What to produce
Can you write out every one of the records below word for word, without changing anything?

Stored entries

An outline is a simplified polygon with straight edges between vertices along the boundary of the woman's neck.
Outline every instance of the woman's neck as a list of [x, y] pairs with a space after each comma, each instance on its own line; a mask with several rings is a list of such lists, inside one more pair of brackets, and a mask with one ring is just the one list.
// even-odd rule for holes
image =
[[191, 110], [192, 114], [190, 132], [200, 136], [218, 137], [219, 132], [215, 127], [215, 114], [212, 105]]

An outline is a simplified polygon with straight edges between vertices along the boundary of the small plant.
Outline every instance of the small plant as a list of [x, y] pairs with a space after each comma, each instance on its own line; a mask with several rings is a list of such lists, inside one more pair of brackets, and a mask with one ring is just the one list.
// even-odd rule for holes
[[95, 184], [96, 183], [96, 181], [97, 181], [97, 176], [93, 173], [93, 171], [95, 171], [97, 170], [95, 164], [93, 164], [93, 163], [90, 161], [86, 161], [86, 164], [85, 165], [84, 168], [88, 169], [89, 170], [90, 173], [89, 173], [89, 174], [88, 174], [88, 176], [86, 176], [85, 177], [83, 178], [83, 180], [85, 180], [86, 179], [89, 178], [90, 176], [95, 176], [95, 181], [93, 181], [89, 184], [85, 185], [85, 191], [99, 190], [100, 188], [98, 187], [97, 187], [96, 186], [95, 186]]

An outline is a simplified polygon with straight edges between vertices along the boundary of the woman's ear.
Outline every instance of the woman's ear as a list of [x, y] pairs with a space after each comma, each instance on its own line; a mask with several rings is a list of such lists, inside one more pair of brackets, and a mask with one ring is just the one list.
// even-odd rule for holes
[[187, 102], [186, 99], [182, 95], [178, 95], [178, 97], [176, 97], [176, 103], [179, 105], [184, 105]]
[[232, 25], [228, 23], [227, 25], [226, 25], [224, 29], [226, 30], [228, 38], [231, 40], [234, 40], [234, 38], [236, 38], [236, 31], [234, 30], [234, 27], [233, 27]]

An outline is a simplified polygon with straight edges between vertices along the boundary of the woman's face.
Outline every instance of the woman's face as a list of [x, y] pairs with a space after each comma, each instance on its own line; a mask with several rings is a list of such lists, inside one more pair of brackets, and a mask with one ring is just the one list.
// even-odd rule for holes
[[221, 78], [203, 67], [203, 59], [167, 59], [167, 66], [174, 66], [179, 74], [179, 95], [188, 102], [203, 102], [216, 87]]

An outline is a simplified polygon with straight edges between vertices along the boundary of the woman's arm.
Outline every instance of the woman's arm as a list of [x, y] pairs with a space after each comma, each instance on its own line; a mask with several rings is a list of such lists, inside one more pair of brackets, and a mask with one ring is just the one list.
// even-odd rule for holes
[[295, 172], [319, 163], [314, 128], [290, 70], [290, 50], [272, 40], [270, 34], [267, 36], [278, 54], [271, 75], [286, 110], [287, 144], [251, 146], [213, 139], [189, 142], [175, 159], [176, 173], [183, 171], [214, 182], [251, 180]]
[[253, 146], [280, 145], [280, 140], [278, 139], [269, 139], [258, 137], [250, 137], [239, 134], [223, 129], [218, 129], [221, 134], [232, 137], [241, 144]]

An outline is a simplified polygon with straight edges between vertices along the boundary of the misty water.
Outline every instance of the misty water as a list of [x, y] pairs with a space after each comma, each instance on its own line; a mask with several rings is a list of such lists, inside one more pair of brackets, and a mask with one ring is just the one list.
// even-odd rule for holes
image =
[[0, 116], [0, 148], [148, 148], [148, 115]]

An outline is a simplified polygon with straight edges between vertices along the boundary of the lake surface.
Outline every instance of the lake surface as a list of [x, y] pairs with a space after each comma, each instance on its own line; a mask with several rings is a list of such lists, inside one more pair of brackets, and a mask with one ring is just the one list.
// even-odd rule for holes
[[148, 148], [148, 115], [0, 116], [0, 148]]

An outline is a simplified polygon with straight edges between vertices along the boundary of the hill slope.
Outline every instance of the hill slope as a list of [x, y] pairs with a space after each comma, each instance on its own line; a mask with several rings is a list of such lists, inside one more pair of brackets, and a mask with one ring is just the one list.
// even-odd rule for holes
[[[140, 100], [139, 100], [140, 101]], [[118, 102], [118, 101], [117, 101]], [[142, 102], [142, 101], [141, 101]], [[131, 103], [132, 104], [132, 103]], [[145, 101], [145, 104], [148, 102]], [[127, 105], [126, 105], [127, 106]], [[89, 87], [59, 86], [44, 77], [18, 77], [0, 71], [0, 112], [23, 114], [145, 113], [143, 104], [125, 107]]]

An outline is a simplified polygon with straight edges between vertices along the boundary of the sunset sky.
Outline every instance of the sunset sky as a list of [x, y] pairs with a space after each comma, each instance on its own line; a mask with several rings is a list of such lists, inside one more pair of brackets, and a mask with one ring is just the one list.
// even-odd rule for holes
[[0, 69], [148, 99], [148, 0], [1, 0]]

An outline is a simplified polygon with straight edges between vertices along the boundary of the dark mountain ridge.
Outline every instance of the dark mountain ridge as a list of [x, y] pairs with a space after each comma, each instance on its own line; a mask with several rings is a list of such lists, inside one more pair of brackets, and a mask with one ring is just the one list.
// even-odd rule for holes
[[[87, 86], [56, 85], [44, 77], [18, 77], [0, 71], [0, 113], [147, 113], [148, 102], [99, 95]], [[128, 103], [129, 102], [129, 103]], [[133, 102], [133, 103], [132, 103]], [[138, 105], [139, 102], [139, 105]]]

Response below
An outline is a simplified polygon with straight edges between vertices along the boundary of the woman's neck.
Outline every instance of the woman's neck as a list of [x, y] pairs with a space after each comma, each instance on its own line; a mask with several rings is a list of such lists, inside one more pair of brackets, and a mask with one ring is just the one list.
// even-odd rule for holes
image =
[[191, 110], [192, 114], [190, 132], [200, 136], [218, 137], [219, 132], [215, 127], [215, 114], [212, 105]]

An outline is a simplified polygon with straight edges between vertices along the boundary of the small plant.
Outline every instance of the small plant as a list of [x, y] pairs with a space after each comma, each instance on its own line; a mask with several rings is a list of such lists, inside one more pair of brackets, and a mask with one ring is just the one list.
// even-odd rule for holes
[[95, 184], [96, 183], [96, 181], [97, 181], [97, 176], [93, 173], [93, 171], [95, 171], [97, 170], [95, 164], [93, 164], [93, 163], [90, 161], [86, 161], [86, 164], [85, 165], [84, 168], [88, 169], [89, 170], [90, 173], [89, 173], [89, 174], [88, 174], [88, 176], [86, 176], [85, 177], [83, 178], [83, 180], [85, 180], [86, 179], [89, 178], [90, 176], [95, 176], [95, 181], [93, 181], [89, 184], [85, 185], [85, 191], [99, 190], [100, 188], [98, 187], [97, 187], [96, 186], [95, 186]]

An outline is a simplified polygon with straight edges between vertices along the boundary of the woman's ear.
Outline every instance of the woman's ear as a list of [x, y] pairs with a space after each comma, each instance on its own line; a mask with several rings is a list of such lists, inside one more pair of brackets, and a mask with one ring is just the one list.
// even-odd rule for holes
[[187, 102], [186, 99], [182, 95], [178, 95], [178, 97], [176, 97], [176, 103], [179, 105], [184, 105]]
[[232, 25], [228, 23], [227, 25], [226, 25], [224, 29], [226, 30], [228, 38], [231, 40], [234, 40], [234, 38], [236, 38], [236, 31], [234, 30], [234, 27], [233, 27]]

An outline is a simplified polygon with straight edges between vertices along the boundary of the woman's face.
Outline every instance of the woman's face as a list of [x, y] pairs with a space after each comma, each instance on its own line; a mask with several rings is a list of such lists, inside one more pair of brackets, and a mask with one ring is just the one list.
// even-odd rule for holes
[[221, 78], [203, 67], [203, 59], [167, 59], [167, 66], [174, 66], [179, 74], [179, 95], [188, 102], [203, 102], [216, 87]]

An outline is a simplified polygon with straight edges between vertices along the boundary of the woman's arm.
Outline every instance of the woman's arm as a list of [x, y] pairs with a space after each comma, each instance on its own line; a mask with several rings is a list of such lists, inside one more pair of brackets, and a mask with one ring is just the one list.
// even-odd rule for holes
[[295, 172], [319, 163], [314, 128], [290, 70], [290, 50], [272, 40], [270, 34], [267, 36], [278, 54], [271, 75], [286, 110], [287, 144], [251, 146], [213, 139], [189, 142], [175, 159], [176, 173], [183, 171], [214, 182], [251, 180]]
[[253, 146], [280, 145], [280, 140], [278, 139], [269, 139], [258, 137], [250, 137], [239, 134], [223, 129], [218, 129], [221, 134], [232, 137], [241, 144]]

An outline is a simplified polygon with straight edges between vertices along the boundary of the misty water.
Outline every instance of the misty water as a list of [x, y] pairs with a space after each comma, each instance on its own line; a mask with several rings is a list of such lists, inside one more pair of brackets, and a mask with one ring is just the one list.
// even-odd rule for holes
image =
[[0, 116], [0, 148], [148, 148], [148, 115]]

An outline is a simplified polygon with straight edges between vertices along the boundary of the lake surface.
Outline every instance of the lake surface as a list of [x, y] pairs with a space after each comma, each instance on its own line; a mask with several rings is a list of such lists, inside one more pair of brackets, and a mask with one ring is just the one list.
// even-odd rule for holes
[[148, 148], [148, 115], [0, 116], [0, 148]]

An outline is a simplified polygon with straight edges between vertices along the boundary of the hill slope.
Outline every instance of the hill slope as a list of [x, y] pairs with a space after each comma, each instance on its own line; a mask with several rings is a list of such lists, inside one more pair of brackets, and a mask with one ring is just the one list.
// even-odd rule for holes
[[[140, 100], [139, 100], [140, 101]], [[118, 102], [118, 101], [117, 101]], [[142, 102], [142, 101], [141, 101]], [[131, 103], [132, 104], [132, 103]], [[145, 101], [145, 104], [148, 102]], [[127, 105], [126, 105], [127, 106]], [[89, 87], [59, 86], [44, 77], [18, 77], [0, 71], [0, 112], [23, 114], [145, 113], [143, 104], [125, 107]]]

An outline is a simplified polygon with straight edges between vertices along the boundary of the sunset sky.
Outline every instance of the sunset sky as a list of [x, y] pairs with a space after each comma, each instance on its own line; a mask with several rings is a list of such lists, inside one more pair of brackets, and a mask with one ring is just the one list.
// even-odd rule for holes
[[0, 69], [148, 99], [148, 0], [1, 0]]

An outline is a simplified polygon with straight edges between vertices along the boundary of the dark mountain ridge.
Outline every instance of the dark mountain ridge as a list of [x, y] pairs with a space after each comma, each instance on its own line; a mask with several rings is a list of such lists, inside one more pair of brackets, and a mask with one ring is just the one list.
// even-odd rule for holes
[[[87, 86], [56, 85], [44, 77], [18, 77], [0, 71], [0, 113], [147, 113], [148, 102], [99, 95]], [[128, 103], [129, 102], [129, 103]], [[133, 102], [133, 103], [132, 103]], [[138, 105], [139, 102], [139, 105]]]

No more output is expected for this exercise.